Si todo esto es cierto, si las bromas no son en sí un fraude para captar a ilusos como un servidor, es curioso ver que las personas víctimas del engaño quedan paralizadas, las que pueden huyen, todas tienen un altísimo drenaje de adrenalina y de angustia que las pone en guardia, a la defensiva, salvo la chica que revienta la pantalla del televisor, que tal vez muestre la reacción más sana y vital.

Las bromas del Día de los Inocentes tienen una ventaja: terminan, y se revela la verdad a las víctimas.

Las operaciones mediáticas del Año de los Inocentes, en cambio, quedan impresas como verdades y prejuicios que difícilmente se borran de la memoria.

Tal vez se puede confiar en el tiempo, que decanta las historias, filtra la basura, y permite finalmente entender.

¿Cuánto tiempo tenemos?

Al mismo tiempo pululan los tuits y cadenas oficiales y encadenamientos opositores que someten a la realidad atándola a un “nosotros vs. ellos” que representa a dos sectas que comparten la misma lógica y de las que tal vez se siente ajena buena parte del vecindario. Las sectas no son idénticas. Cada quien puede hacer el ejercicio de observar en cuál detecta mayor cantidad de criminales, usureros, corruptos, manipuladores, inútiles & afines y, por descarte, elegir el mal menor. Eso ocurre usualmente en la fecha de elecciones, como ocurrirá este 2015 en una democracia bisiesta: la participación se ejerce un día cada cuatro años.

Pero aún en ese caso, el modelo que representan oficialismo y oposición, al que se lo llama “polarización” o “binarismo” para que suene mejor, es uno de los agujeros negros que producen la política de la confusión de estos extraños tiempos.

En su lógica, cada uno quiere ganar batallas al otro.

Uno puede apoyarlas, o no. Lo real es que el mundo es más ancho, alto, duradero y profundo que ese cuadrilátero, y que los que estamos fuera podemos no ser neutrales, pero tampoco espectadores.

Ni obedientes a todo ese montaje. Ni creérnoslo.

Ni sumisas. Ni sumisos.

Teoría de los estúpidos

Para descansar de situaciones tan conflictivas, la televisión por cable, sobre todo, ofrece un sano esparcimiento: series sobre guerras, espías, asesinos seriales, narcotraficantes, criminales en general. Muchas norteamericanas, algunas inglesas, unas pocas suecas. Aspiro a que no aparezca la chica checa a romperme el televisor en medio de una temporada (aunque si ella quisiera eliminar los canales de televisión abierta, confieso que no opondría resistencia). Se viene la nueva House of Cards, por ejemplo, en la que el personaje Frank Underwood ya nos explicó que el camino al poder está pavimentado de hipocresía. Él mismo llegó a Presidente. Otra: “Todo es acerca de sexo, salvo el sexo. El sexo es una cuestión de poder”, premonición dura sobre las modas de sometimiento.

* Registros del conjunto *
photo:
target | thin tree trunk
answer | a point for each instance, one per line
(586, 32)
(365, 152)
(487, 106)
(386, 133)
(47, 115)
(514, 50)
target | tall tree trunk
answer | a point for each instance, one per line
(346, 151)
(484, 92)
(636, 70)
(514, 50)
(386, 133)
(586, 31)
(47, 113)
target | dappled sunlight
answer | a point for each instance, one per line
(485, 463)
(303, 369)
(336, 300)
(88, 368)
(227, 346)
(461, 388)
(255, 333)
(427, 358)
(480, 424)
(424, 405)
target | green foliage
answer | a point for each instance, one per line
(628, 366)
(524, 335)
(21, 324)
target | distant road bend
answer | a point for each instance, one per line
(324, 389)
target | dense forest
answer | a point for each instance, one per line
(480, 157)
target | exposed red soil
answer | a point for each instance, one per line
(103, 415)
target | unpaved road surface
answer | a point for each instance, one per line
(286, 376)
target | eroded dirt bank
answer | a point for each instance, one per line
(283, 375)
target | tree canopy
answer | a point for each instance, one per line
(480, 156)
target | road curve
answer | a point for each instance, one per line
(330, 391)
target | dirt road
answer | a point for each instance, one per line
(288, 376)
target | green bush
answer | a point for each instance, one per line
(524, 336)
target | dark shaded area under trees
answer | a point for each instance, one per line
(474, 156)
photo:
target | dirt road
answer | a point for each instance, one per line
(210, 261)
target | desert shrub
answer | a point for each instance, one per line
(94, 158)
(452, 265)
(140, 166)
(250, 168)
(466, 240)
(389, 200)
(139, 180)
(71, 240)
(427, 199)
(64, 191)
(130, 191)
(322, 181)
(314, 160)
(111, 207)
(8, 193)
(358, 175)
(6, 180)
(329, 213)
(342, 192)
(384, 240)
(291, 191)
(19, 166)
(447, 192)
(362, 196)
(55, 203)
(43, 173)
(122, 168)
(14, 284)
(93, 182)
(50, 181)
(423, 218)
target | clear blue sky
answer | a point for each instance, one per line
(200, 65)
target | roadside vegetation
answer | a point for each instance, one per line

* Consigna A *
En el texto sobre la polarización, ¿qué ventaja tienen las bromas del Día de los Inocentes?
* Consigna B *
Prosigue el texto sobre la polarización a partir de su última oración, con el mismo tono.

* Respuesta A *
Terminan, y se revela la verdad a las víctimas.

* Respuesta B *
Pero culminó otra serie llamada Newsroom, sobre la producción de un noticiero de televisión. En medio del tembladeral argentino, la serie logra algo acaso desaparecido en las redacciones criollas: hablar sobre qué es el periodismo.

Porque todo esto que se describe en estas líneas, no deja de incluir la encrucijada existencial de cómo hacer periodismo en momentos como éste. Y si se menciona aquí es porque se trata de un asunto demasiado importante para dejarlo en manos de los periodistas, que son y somos parte del problema, y quién sabe si de la solución.

Recuerdo que Roberto, un trabajador desocupado, nos planteaba hace 12 años a los integrantes de lavaca.org: “Para hacer periodismo hay que ser honesto, contar la verdad, y pelear por las causas que ustedes crean justas”. Hace 30, frente al juicio a los ex comandantes, Jacobo Timerman reclamaba, para la gráfica, que fuésemos capaces de devolverle a las personas el placer de la lectura. Gabriel García Márquez, que defendía la crónica como género máximo del periodismo, me regaló algo que escribió, que puede leerse como desafío colectivo, o personal: “La interpretación de nuestra realidad con esquemas ajenos sólo contribuye a hacernos cada vez más desconocidos, cada vez menos libres, cada vez más solitarios”.

Un internado del Borda, Luis, me dijo una vez: “Nunca el periodismo puede ser un panfleto. Eso es insultar la inteligencia del público”. Luis se fue mirando al cielo, y no logré promoverlo para dirigir la carrera de Comunicación en universidad alguna.

Pero Newsroom, creada y escrita por Aaron Sorkin, retrotrae algunos de estos debates.

MacKenzie es la productora, una joven entusiasta que quiere hacer buen periodismo, de calidad. Will conduce el noticiero, y está más gastado por los años y la vida, más descreído.

Will reconoce que considera que el público es esencialmente estúpido.

MacKenzie rechaza esa idea: todo depende de lo bien que se hagan las cosas.

Will plantea que es imposible: se hacen los informativos para medios que viven de la publicidad, y para un público que en un país polarizado (se refiere a Estados Unidos) quiere hechos, impactos, simplificación.

MacKenzie dice: “Prefiero hacer un buen programa para cien personas que uno malo para un millón”.

Will la mira azorado. “Yo prefiero tener un trabajo”. 

MacKenzie: “La gente querrá las noticias si se las das con integridad. No todo el mundo; incluso no mucha gente: el cinco por ciento. Y el cinco por ciento de algo es lo que marca la diferencia. Así que podemos hacerlo mejor”.

Will calla. MacKenzie le recuerda algo que escribió Cervantes para el Quijote: “¡Escúchame, sombrío e insufrible mundo! Eres vil y corrupto por demás. Pero un caballero con sus estandartes bravamente desplegados, te arroja el guante”. Will la descubre: “Eso no lo escribió Cervantes, sino el autor de la versión teatral, El hombre de La Mancha”.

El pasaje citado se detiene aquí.